Hundreds of Chinese investors learned the hard way that high returns come with higher risks after JYS Group’s spectacular collapse in April 2025. The company, which had raised a whopping ¥1.34 billion (roughly $180 million), came crashing down when its chairman, Lin Chunhao, decided to skip town and head to the UK. His farewell? A WeChat message. Classy.
The scheme was textbook fraud from the start. JYS Group lured retail investors through financial literacy seminars across major Chinese cities, promising mouth-watering returns between 6% and 9% annually. The hook? They claimed connections to state entities through their management company, Shenzhen Haiboxin Project Management Co., Ltd. Spoiler alert: those connections weren’t real. Sales representatives aggressively pushed investors to commit more than $80,000 to the schemes.
Money poured in through family and community networks, with investors believing they’d found their golden ticket. Instead, their hard-earned cash was dumped into a toxic cocktail of P2P lending, cryptocurrency gambling, and stock market speculation. Similar to the infamous dot-com crash, recovery of investments could take over a decade. Surprise, surprise – it all went up in smoke.
Lin Chunhao, apparently feeling a bit chatty before his great escape, claimed personal losses exceeding $96 million. But here’s the kicker – he announced his UK arrival through a group chat message, basically saying “Sorry, folks, company’s broke, and I’m not coming back.” Talk about a digital Irish goodbye.
The aftermath was predictable. Shenzhen’s Economic Crime Investigation Division swooped in, only to find empty offices and zero staff. Both companies are now under criminal investigation, with authorities scrambling to piece together what happened to all that money.
Meanwhile, investors who trusted their neighbors’ hot tips about JYS are left holding the bag. The collapse sent shockwaves through Guangdong province, leaving authorities to deal with a mess of angry investors demanding their money back.
But with the boss sipping tea in Britain and company coffers emptier than a politician’s promises, chances of recovery look about as likely as finding a bargain in central London.

**Information provided**
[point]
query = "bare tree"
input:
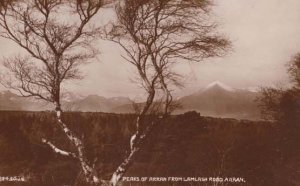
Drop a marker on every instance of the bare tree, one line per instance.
(57, 37)
(156, 35)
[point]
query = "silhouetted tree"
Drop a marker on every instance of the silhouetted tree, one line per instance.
(157, 34)
(57, 37)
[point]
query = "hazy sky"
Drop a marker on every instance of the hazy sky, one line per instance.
(264, 34)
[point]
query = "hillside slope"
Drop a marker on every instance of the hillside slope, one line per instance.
(184, 145)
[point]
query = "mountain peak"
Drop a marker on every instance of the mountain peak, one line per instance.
(218, 84)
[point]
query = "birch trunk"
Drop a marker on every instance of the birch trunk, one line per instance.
(88, 170)
(135, 142)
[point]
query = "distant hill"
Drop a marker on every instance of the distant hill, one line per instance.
(216, 99)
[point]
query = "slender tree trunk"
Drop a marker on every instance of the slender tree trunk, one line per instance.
(88, 171)
(136, 140)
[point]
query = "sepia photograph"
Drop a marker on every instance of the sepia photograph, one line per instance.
(149, 93)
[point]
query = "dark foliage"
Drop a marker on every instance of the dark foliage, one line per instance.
(184, 145)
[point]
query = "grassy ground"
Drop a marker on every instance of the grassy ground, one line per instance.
(184, 146)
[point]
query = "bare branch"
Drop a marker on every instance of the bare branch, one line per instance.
(57, 150)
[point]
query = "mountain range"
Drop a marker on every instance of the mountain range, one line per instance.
(216, 99)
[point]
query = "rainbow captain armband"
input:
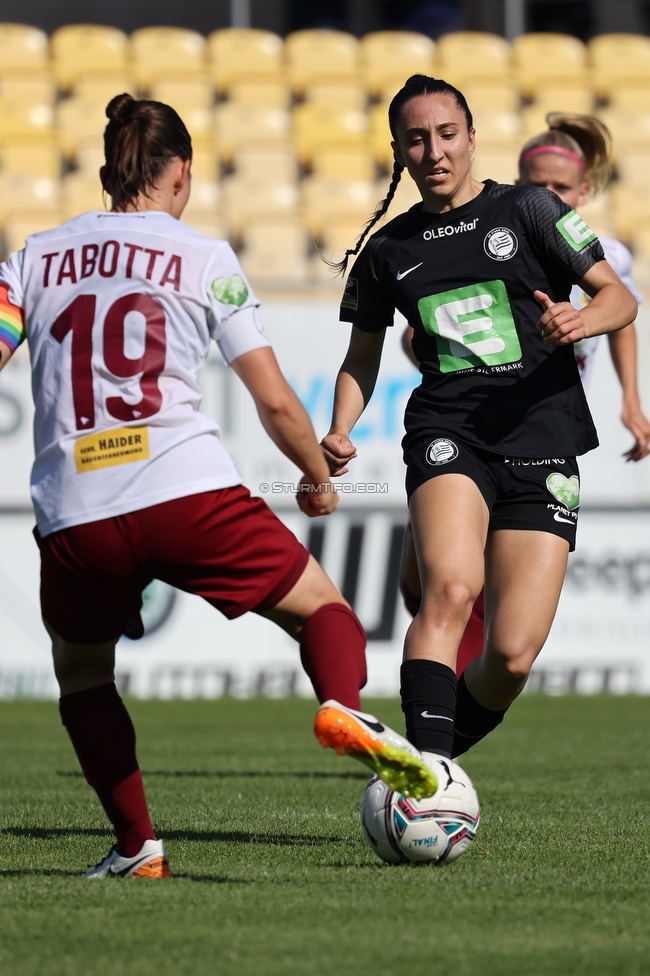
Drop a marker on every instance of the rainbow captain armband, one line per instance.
(12, 326)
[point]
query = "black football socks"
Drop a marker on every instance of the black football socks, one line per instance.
(473, 721)
(429, 702)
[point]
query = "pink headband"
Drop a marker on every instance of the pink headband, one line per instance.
(560, 150)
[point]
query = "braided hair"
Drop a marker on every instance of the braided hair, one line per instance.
(140, 139)
(416, 85)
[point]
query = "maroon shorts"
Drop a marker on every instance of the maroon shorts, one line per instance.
(222, 545)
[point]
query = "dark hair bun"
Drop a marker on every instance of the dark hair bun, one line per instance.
(120, 107)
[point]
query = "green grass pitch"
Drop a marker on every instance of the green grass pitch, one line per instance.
(273, 876)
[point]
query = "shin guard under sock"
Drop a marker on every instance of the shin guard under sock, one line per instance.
(103, 737)
(333, 653)
(473, 721)
(429, 702)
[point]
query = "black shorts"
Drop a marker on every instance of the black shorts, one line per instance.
(538, 494)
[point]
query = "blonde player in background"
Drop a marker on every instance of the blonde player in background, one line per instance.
(131, 481)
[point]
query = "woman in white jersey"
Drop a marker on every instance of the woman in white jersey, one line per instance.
(572, 159)
(483, 274)
(131, 481)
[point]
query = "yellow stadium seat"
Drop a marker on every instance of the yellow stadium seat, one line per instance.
(160, 51)
(465, 55)
(40, 193)
(28, 89)
(239, 126)
(629, 130)
(495, 164)
(22, 49)
(634, 167)
(311, 55)
(275, 251)
(277, 165)
(30, 159)
(269, 93)
(87, 49)
(635, 99)
(20, 224)
(193, 99)
(631, 209)
(319, 127)
(245, 199)
(500, 130)
(89, 156)
(542, 58)
(245, 53)
(641, 243)
(344, 164)
(79, 121)
(325, 199)
(337, 94)
(26, 121)
(379, 135)
(494, 96)
(82, 192)
(388, 58)
(406, 196)
(103, 88)
(619, 59)
(566, 97)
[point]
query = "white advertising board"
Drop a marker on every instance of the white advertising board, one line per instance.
(599, 640)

**Exercise requirements**
Reproduce verbatim the passage of the article on the JYS Group collapse, starting at "The aftermath was" and ending with "their money back.", inclusive.

**Your response**
The aftermath was predictable. Shenzhen’s Economic Crime Investigation Division swooped in, only to find empty offices and zero staff. Both companies are now under criminal investigation, with authorities scrambling to piece together what happened to all that money.
Meanwhile, investors who trusted their neighbors’ hot tips about JYS are left holding the bag. The collapse sent shockwaves through Guangdong province, leaving authorities to deal with a mess of angry investors demanding their money back.